* **Text to read**
--------------------------------------------------

Explore advanced thermo-optical properties for radiation modeling

Practice defining advanced thermo-optical properties for radiation modeling. You will troubleshoot issues associated with element normals and optical properties.

Download and extract the part files.

Open the model Simulation file

  1. Choose FileOpen and open shellprops\shell_props_sim1.sim.
  2. Choose FilePreferencesUser Interface and on the Dialog and Precision page, reset the dialog box memory.
  3. Click OK.
    The model consists of a wall mounted on a plate. It also contains a filament on one side of the wall, which is radiating a heat source emitting 200 Watts, and a box on other side. The model is meshed, and all the materials and properties are defined. The model contains two defined simulation objects:
    • Radiative Heating to model a heat source.
    • Enclosure Radiation to define physical enclosures within which the solver computes the radiation.


View the temperature results

Verify that the heat distribution is correct from the beam elements emitting 200 Watts. You would expect the top section of the wall to have the maximum temperature as it is closer to the heat source.

  1. In the Simulation Navigator, expand Solution 1Results nodes, right-click the Thermal node and select Specify.
  2. In the Directory group, browse to the shellprops folder and select the .bun file.
  3. Click OK.
  4. In the Simulation Navigator, double-click the Thermal node.
  5. In the Post Processing Navigator, expand the Thermal node and double-click the Temperature - Nodal node.
    Notice that the hottest elements are not adjacent to the top wall, but on the base. In fact, the coldest elements are located near the top wall.

Examine the wall mesh collector

Examine thermo-optical properties and the element normals of the wall to verify that the wall side facing the heat source has appropriate thermo-optical properties.

  1. Choose Home tab→Context group→Return to Home .
  2. In the Simulation Navigator, right-click shell_props_fem.fem and choose Open in Window.
  3. Expand the 2D Collectors node, right-click the wall node, and choose Edit.

--------------------------------------------------

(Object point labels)
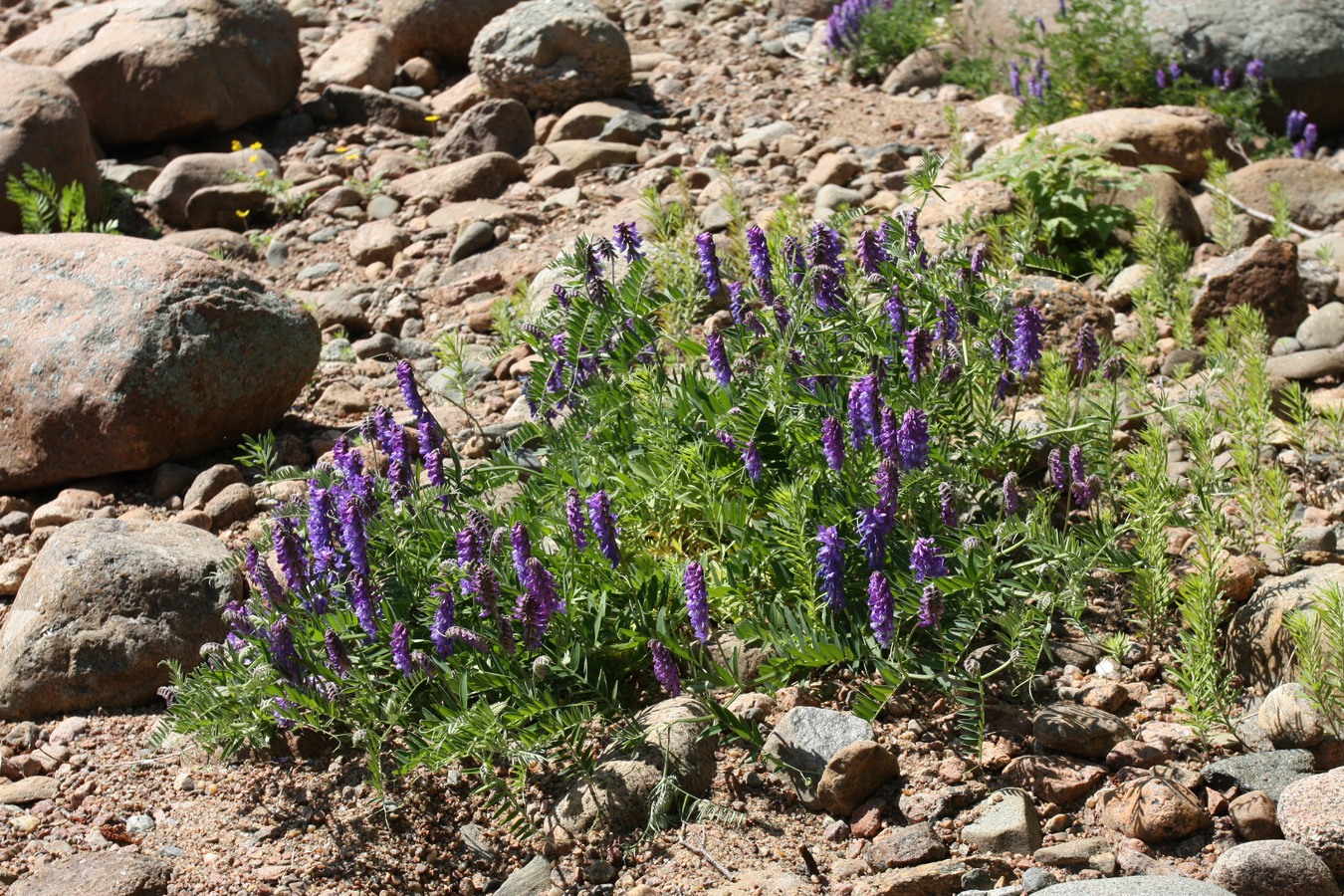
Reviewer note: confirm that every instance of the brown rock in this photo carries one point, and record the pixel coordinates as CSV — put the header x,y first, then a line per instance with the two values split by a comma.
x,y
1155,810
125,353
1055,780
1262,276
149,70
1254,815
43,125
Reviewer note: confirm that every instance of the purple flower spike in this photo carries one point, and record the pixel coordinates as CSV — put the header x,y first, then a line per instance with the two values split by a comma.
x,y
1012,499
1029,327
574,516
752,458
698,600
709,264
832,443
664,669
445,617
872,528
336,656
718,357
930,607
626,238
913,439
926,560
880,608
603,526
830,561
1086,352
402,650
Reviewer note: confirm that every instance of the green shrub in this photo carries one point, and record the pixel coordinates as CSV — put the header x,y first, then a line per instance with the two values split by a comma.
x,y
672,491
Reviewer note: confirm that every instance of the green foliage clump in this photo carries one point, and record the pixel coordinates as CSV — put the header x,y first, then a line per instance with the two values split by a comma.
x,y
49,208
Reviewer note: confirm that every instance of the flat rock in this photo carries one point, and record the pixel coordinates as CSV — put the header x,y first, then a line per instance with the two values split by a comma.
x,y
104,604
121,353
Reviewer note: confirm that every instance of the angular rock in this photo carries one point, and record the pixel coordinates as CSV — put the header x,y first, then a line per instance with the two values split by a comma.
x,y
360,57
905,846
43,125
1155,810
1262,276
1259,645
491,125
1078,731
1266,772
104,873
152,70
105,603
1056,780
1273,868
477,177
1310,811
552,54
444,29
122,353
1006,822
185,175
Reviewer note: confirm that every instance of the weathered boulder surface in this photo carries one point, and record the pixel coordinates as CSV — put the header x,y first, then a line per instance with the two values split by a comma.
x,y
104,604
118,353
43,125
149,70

--------------------------------------------------

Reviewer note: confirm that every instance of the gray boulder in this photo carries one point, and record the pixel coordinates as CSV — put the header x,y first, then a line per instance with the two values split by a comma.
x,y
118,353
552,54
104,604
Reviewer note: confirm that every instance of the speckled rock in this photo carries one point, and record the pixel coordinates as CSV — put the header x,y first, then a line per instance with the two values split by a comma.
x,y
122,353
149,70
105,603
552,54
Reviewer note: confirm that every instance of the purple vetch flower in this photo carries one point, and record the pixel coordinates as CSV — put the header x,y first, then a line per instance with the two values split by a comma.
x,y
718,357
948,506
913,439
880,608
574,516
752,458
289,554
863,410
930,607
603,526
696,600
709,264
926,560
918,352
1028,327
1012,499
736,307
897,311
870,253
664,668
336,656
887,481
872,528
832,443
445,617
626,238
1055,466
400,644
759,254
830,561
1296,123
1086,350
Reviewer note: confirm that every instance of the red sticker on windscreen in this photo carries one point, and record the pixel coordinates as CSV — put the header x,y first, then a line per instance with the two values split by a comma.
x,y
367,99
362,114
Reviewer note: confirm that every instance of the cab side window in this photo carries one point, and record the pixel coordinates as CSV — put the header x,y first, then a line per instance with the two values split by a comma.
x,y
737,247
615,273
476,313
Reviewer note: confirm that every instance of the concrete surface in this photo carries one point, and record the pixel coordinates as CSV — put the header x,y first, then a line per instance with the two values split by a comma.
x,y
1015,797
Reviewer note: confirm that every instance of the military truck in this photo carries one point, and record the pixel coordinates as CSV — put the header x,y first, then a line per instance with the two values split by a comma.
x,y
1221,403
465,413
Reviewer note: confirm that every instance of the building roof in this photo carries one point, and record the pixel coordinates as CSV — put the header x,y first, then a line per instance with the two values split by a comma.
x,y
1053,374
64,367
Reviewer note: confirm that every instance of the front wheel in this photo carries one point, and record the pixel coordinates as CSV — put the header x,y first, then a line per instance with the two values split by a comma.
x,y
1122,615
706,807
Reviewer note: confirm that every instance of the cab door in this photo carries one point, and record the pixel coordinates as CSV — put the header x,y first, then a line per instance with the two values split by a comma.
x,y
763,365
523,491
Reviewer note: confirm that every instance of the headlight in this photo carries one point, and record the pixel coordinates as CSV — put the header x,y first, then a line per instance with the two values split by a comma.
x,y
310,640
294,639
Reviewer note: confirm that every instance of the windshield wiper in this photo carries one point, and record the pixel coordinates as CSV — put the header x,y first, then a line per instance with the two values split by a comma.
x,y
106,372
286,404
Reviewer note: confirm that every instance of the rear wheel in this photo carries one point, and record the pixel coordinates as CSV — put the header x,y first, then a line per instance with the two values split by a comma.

--------------------------------------------------

* **What to do**
1: List the section headings that come after the title in the thermo-optical properties tutorial.
2: Carry on with the thermo-optical properties tutorial from the point where it stops.
The data has nothing to do with what comes next.

* **Expected responses**
1:
Open the model Simulation file
View the temperature results
Examine the wall mesh collector

2:
    Observe that the thermo-optical properties are only set for the top face. Only the top face of the wall models radiation. The top face of the wall is the face with positive normals.
  4. Click Cancel.
  5. In the Simulation Navigator, right-click the wall node and choose Check AllElement Normals.
  6. Click Display Normals.
    As suspected, the wall elements are facing away from the heat source. The filament is heating the bottom of the wall elements for which only thermo-optical properties are defined on top. You need to reverse the normals.
  7. Click Reverse Normals.
  8. Click Close.

Solve the model

Inspect warnings messages about the model that the Solution Monitor displays during the solution process.

  1. Click the (Simulation) shell_props_sim1.sim window to return to the simulation file.
  2. Right-click the Solution 1 node and choose Solve.
  3. Click OK.
  4. Wait for the solve to end, before proceeding.
  5. In the Review Results dialog box, click Yes.
  6. Inspect the Simulation Monitor and locate the WARNING message.
    The warning message indicates that the radiation enclosure in the model is not complete. The next step shows how this affect the results.
  7. Close Solution Monitor window.
  8. Close the Information window.
  9. In the Analysis Job Monitor dialog box, click Cancel.

View results on the corrected model

Review how your element normals correction influences the results.

  1. In the Simulation Navigator, double-click the Results node.
  2. In the Post Processing Navigator, expand the Thermal node and double-click the Temperature - Nodal node.
    Now the results make more sense. The hottest temperature is on the wall, where the elements are closest to the beam elements. The coldest temperature is at the elements located furthest from the beam elements. Note that the wall is being heated by the filament, and it should also radiate to the box behind it. Observe that the block behind has no significant temperature change. The wall cannot radiate to the surfaces behind itself because its elements only have thermo-optical properties on the top side.

Import solution warnings

Import the solution warning groups that you inspected during the solution process.

  1. Choose Home tab→Context group→Return to Home .
  2. Choose File tab→ImportSimulation.
  3. From the Select Solver list, select Simcenter 3D Thermal/Flow.
  4. Click OK.
  5. From the File Type list, select Solution Error/Warning Groups.
  6. In the Input File row, click Browse.
  7. Select the groups.unv file from the run directory.
  8. Click OK on both dialog boxes.
  9. Close Information window.

Evaluate failed elements

Observe the imported groups and analyze them.

In the Simulation Navigator, expand Groups and choose 4 - BAD_VIEW_FACTOR_SUM_ELEMENTS_000028.
You can improve the model by adding thermo-optical properties to the bottom face to ensure radiation modeling from both sides of the wall surface and ensure that enclosure in the model is complete.

Modify wall thermo-optical properties of the wall

Assign an emissivity of 0.8, an absorptivity of 0.05 to the top side of the wall, and an emissivity and absorptivity of 0.8 to the bottom side of the wall. You will set the top face transmissivity optical property to 0.95 and examine its effect.

  1. Switch to the (FEM) shell_props_fem.fem window.
  2. Right-click the wall node and choose Edit.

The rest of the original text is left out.